From Our Archives: Sixty Minutes With Andy Rooney
To honor Andy Rooney, who passed away on November 4, we are reprinting this interview that first appeared in the March 1984 issue of The Saturday Evening Post.
From a cluttered corner at CBS headquarters in New York, Andy Rooney sips day-old coffee from a plastic Harris Tweed mug and grumbles about his “overnight” success. It took 64 years to get here, and like money, it’s “a pain in the tail,” he insists. It cramps his style when he meanders through hardware stores, is a source of embarrassment down at the lunch counter and sometimes causes him to miss the bus to work.
“A writer should be sitting over in the corner watching the dance and not be out there dancing,” he muses. “I’m not too keen about my recent well-knownness; I don’t handle it very well. If somebody comes up to me on the street and says, ‘Hey, I like your stuff,’ well, I can’t hate that. But it never stops there. Pretty soon he wants to be my best friend. I tend to be rude to people like that.”
He comes by his crustiness naturally. He’s one of the last of the trench-coat journalists who covered the Big War—World War II—for the print media. He was Sergeant Rooney then, a veteran of several bombing missions and the Stars and Stripes reporter who landed on Normandy Beach four days after D-Day to document the invasion of France. Hardly a suave TV personality in the Dan Rather-Peter Jennings tradition, he looks more like a preppy leprechaun with John L. Lewis eyebrows and a fondness for growling at strangers. His bite has earned him a reputation as CBS News’ resident curmudgeon, but his bark is more fun than fact. During a recent 60-minute interview with the SatEve Post, he was downright hospitable as he shared insights, the day-old coffee and all the comforts of his infamously cluttered nest.

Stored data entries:

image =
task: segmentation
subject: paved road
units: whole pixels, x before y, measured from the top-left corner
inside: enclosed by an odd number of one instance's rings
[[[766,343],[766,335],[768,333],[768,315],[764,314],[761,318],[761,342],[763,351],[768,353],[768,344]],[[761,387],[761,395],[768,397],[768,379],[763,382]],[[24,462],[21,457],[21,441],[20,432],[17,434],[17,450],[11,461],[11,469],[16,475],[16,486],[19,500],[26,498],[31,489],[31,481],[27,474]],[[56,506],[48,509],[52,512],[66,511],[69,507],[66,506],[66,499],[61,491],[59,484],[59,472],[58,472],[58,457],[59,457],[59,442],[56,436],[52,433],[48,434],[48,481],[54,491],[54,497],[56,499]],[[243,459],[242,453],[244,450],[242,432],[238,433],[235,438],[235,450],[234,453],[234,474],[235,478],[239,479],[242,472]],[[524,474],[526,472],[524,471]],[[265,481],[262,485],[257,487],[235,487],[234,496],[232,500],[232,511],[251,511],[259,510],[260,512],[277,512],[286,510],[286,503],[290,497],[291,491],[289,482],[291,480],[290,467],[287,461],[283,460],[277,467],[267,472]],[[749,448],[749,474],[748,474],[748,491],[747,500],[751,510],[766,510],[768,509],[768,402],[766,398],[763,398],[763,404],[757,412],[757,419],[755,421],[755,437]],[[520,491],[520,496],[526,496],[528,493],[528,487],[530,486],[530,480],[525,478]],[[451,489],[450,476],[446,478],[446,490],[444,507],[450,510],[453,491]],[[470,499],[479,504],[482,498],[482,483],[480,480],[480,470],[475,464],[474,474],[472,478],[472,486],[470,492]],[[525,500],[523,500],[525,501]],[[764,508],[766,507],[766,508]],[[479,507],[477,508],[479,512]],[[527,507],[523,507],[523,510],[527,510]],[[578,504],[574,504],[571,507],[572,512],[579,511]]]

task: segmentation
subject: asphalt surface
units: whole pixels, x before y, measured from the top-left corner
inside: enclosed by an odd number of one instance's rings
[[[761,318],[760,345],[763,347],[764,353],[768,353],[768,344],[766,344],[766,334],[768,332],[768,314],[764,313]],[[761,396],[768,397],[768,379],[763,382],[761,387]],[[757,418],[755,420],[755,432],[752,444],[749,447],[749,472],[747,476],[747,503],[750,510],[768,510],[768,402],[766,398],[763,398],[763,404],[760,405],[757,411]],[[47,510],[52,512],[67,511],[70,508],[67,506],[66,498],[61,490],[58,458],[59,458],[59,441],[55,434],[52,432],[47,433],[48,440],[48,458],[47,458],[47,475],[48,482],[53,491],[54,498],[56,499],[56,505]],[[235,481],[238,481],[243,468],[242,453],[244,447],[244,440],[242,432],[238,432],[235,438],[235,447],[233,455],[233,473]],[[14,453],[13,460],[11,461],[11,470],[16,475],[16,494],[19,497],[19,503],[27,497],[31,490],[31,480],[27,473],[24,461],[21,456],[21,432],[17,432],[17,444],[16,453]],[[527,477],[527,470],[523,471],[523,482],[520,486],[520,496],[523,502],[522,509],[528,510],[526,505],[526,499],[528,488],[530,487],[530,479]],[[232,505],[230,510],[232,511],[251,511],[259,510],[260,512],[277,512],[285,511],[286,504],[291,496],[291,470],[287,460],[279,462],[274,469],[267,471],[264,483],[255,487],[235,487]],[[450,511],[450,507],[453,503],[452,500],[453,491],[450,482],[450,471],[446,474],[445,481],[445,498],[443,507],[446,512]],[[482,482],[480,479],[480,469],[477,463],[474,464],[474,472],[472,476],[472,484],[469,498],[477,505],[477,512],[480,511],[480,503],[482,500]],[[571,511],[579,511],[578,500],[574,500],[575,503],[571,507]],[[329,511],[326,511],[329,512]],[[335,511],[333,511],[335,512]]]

* [Request 1]:
According to the Andy Rooney interview, why is Rooney unhappy about his sudden fame?
* [Request 2]:
Find each line in the records that contains the string "subject", and copy those lines.

* [Full response 1]:
Rooney believes a writer should watch from the corner rather than be out dancing, and fame cramps his style in hardware stores, embarrasses him at the lunch counter, and sometimes makes him miss the bus to work. When strangers praise his work, they soon want to be his best friend, and he tends to be rude to them.

* [Full response 2]:
subject: paved road
subject: asphalt surface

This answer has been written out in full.